# [INSTRUCCIONES]
Selecciona y copia todas las líneas de los registros que contengan la palabra "black". Ten en cuenta las mayúsculas y minúsculas.

━━━━━ DATOS DEL EJERCICIO ━━━━━

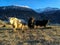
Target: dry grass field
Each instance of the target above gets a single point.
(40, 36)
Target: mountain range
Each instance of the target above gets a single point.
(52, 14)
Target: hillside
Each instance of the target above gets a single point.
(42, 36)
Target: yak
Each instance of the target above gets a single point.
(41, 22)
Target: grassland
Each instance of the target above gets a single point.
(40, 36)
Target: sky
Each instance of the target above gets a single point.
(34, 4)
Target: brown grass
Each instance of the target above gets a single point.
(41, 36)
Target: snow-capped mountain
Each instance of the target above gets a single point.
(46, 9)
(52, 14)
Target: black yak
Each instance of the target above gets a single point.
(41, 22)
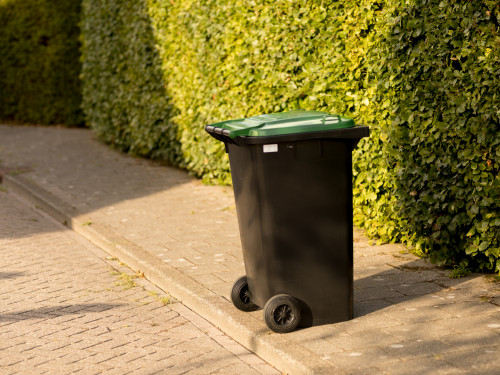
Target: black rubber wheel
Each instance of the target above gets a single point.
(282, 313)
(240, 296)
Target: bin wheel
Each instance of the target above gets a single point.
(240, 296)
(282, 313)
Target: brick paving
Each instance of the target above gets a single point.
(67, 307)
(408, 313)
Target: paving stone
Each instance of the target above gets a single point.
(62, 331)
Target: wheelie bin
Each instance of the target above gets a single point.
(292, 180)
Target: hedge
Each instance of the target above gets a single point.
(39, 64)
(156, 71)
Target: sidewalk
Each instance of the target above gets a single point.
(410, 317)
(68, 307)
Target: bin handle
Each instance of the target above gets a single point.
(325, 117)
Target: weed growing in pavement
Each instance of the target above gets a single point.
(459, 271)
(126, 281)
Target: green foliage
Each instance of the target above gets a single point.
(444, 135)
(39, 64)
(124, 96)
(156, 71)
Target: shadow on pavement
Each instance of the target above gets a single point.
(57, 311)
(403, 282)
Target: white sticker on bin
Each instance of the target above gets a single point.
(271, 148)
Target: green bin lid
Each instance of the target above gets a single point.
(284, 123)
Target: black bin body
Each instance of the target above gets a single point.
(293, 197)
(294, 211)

━━━━━
━━━━━ DATOS DEL EJERCICIO ━━━━━

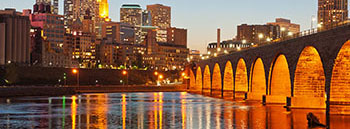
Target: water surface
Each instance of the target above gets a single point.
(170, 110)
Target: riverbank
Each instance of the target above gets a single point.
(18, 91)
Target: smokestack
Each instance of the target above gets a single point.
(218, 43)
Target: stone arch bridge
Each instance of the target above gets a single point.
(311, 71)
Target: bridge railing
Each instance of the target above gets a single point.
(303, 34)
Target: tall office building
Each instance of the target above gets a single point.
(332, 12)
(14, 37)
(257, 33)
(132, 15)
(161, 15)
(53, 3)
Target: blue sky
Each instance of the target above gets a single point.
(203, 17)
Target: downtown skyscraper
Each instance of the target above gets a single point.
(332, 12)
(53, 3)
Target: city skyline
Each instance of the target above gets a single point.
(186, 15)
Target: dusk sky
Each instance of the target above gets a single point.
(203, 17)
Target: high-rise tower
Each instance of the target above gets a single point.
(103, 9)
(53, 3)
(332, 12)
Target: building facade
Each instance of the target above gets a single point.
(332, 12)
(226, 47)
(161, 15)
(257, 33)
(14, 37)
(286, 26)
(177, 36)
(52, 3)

━━━━━

# [SOLUCIÓN]
Target: black yak
Target: black rubber wheel
Target: black bin body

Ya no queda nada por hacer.